The exercise ▸
Rewrite the material below with every "instance" replaced by "occurrence" and everything else left unchanged, omitting the pictures from your answer.

++++ Data lines ++++

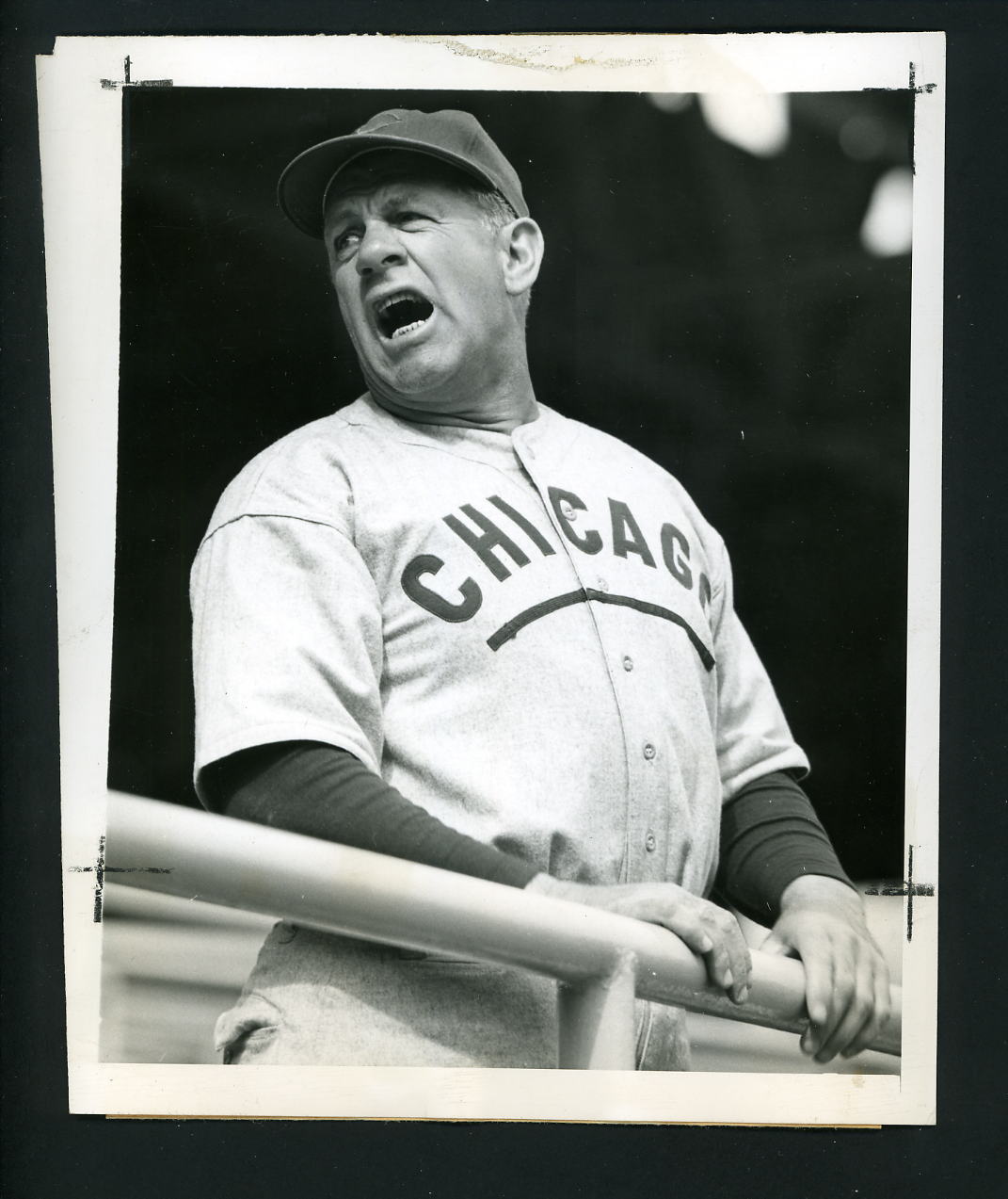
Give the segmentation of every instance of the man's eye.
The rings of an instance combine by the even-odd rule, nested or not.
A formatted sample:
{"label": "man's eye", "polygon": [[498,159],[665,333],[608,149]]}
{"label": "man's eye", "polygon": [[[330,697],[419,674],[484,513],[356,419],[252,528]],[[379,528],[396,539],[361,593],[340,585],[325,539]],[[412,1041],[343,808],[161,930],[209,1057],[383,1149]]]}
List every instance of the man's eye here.
{"label": "man's eye", "polygon": [[361,235],[356,229],[348,229],[345,233],[337,234],[333,237],[332,248],[337,254],[348,254],[360,240]]}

++++

Result for this exercise ▸
Give the segmentation of every occurrence of the man's eye.
The rings of an occurrence combine by the even-odd rule, nested or not.
A formatted sample:
{"label": "man's eye", "polygon": [[498,159],[665,333],[608,149]]}
{"label": "man's eye", "polygon": [[[330,697],[419,674],[484,513],[356,419],[252,528]],[[379,528],[396,539],[361,593],[340,585],[325,539]],[[412,1041],[343,808],[161,930],[209,1057],[383,1149]]]}
List every occurrence of the man's eye here.
{"label": "man's eye", "polygon": [[361,235],[356,229],[348,229],[345,233],[337,234],[333,237],[332,248],[337,254],[348,254],[360,240]]}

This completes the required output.